- Prompt: Below are the records. List every line holding the word "black".
+---+
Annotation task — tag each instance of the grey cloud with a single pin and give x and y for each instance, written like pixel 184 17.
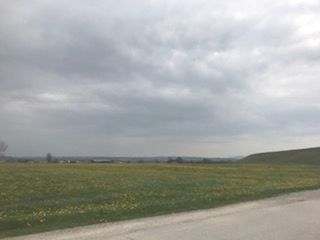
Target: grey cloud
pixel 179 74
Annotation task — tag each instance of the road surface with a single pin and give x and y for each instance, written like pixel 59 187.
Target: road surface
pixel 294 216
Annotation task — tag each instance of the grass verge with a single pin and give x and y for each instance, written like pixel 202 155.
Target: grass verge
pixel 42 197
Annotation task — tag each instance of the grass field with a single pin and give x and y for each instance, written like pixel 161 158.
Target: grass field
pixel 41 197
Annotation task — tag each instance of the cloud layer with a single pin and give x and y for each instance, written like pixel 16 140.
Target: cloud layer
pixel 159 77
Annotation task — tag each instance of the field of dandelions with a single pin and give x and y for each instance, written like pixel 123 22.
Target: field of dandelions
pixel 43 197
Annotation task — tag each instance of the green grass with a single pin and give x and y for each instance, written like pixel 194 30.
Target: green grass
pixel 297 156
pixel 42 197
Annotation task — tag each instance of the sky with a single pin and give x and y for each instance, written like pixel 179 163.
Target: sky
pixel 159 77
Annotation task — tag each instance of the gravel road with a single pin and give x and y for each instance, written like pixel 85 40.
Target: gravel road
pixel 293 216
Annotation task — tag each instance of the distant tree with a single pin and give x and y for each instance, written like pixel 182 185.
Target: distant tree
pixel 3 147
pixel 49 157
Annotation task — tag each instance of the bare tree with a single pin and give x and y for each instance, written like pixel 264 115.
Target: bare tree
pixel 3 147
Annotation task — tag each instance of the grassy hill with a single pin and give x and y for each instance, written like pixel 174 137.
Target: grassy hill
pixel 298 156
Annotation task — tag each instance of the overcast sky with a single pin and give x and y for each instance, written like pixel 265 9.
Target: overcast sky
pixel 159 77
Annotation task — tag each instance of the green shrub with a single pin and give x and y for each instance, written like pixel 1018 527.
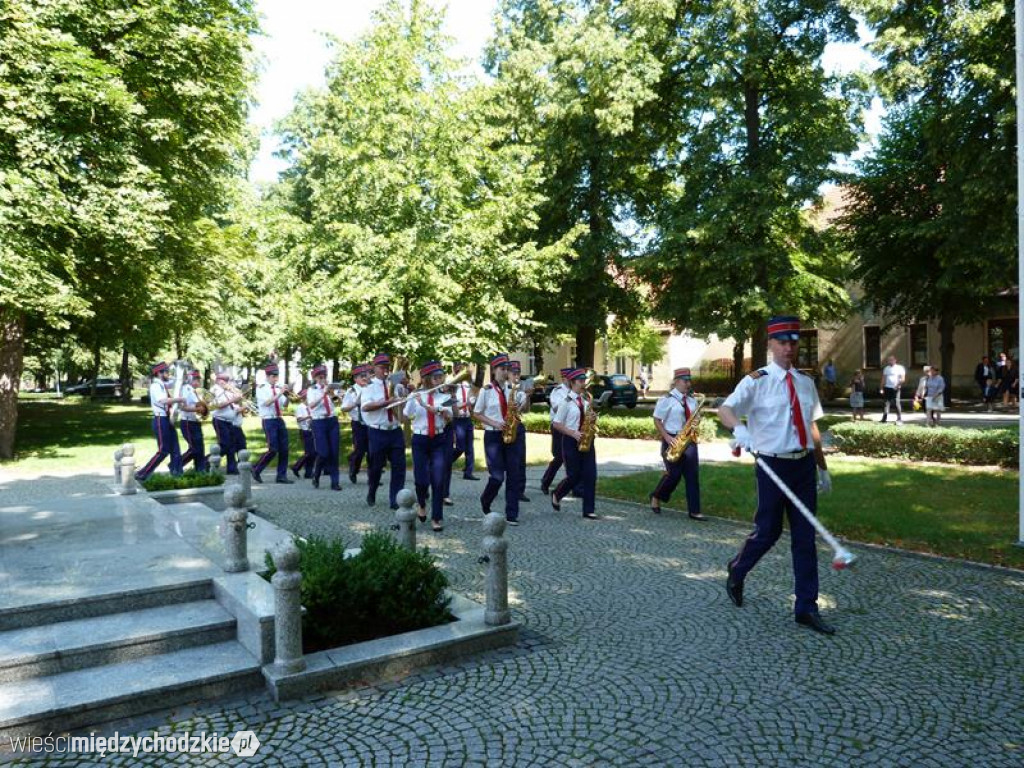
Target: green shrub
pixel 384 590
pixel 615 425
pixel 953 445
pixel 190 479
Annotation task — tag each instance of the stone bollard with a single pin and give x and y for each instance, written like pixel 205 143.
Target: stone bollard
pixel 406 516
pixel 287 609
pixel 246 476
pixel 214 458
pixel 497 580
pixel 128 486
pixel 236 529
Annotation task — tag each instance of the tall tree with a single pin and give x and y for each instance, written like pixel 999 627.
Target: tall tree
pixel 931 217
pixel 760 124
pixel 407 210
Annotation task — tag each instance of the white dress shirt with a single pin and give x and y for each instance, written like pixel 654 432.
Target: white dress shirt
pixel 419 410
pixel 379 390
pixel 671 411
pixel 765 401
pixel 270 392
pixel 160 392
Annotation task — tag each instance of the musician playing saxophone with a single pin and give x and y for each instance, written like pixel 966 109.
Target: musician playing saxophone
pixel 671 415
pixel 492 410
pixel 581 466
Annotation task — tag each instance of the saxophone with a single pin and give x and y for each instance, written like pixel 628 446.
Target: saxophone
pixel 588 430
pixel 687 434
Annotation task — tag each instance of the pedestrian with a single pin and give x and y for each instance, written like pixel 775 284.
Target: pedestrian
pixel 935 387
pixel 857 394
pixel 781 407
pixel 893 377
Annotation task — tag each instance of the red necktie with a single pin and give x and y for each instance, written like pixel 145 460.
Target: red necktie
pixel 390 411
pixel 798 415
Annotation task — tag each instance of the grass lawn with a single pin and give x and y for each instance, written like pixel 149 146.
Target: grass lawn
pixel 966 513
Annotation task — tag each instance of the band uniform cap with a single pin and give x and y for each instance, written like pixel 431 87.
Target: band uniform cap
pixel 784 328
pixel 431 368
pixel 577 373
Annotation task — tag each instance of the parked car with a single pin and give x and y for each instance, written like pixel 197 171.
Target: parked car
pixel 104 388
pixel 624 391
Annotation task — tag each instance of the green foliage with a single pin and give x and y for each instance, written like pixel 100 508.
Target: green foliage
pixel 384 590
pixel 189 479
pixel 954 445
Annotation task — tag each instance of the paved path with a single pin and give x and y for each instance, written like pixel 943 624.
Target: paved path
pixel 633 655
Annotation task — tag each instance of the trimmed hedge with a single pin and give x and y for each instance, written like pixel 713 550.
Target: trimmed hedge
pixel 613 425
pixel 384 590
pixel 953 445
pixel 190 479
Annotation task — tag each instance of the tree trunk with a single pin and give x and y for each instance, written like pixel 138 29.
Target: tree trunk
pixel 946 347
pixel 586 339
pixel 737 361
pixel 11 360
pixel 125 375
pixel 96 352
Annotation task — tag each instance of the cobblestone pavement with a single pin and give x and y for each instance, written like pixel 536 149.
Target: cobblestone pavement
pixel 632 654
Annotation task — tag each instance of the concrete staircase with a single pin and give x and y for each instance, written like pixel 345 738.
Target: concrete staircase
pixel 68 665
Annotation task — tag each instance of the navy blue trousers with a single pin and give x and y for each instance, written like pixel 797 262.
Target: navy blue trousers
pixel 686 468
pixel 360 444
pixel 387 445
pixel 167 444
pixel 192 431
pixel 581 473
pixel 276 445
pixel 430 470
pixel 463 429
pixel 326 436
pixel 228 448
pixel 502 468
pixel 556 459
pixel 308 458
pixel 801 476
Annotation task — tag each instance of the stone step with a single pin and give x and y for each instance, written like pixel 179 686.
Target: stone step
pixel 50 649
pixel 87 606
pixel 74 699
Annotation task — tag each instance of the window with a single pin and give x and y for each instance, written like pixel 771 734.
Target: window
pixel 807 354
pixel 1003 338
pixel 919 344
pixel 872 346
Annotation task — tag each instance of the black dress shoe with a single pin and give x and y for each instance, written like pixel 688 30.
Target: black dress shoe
+---+
- The answer:
Annotation task — tag each instance of the black dress shoe with a single pin and give x and y for each instance, written like pixel 688 30.
Target: black dress shoe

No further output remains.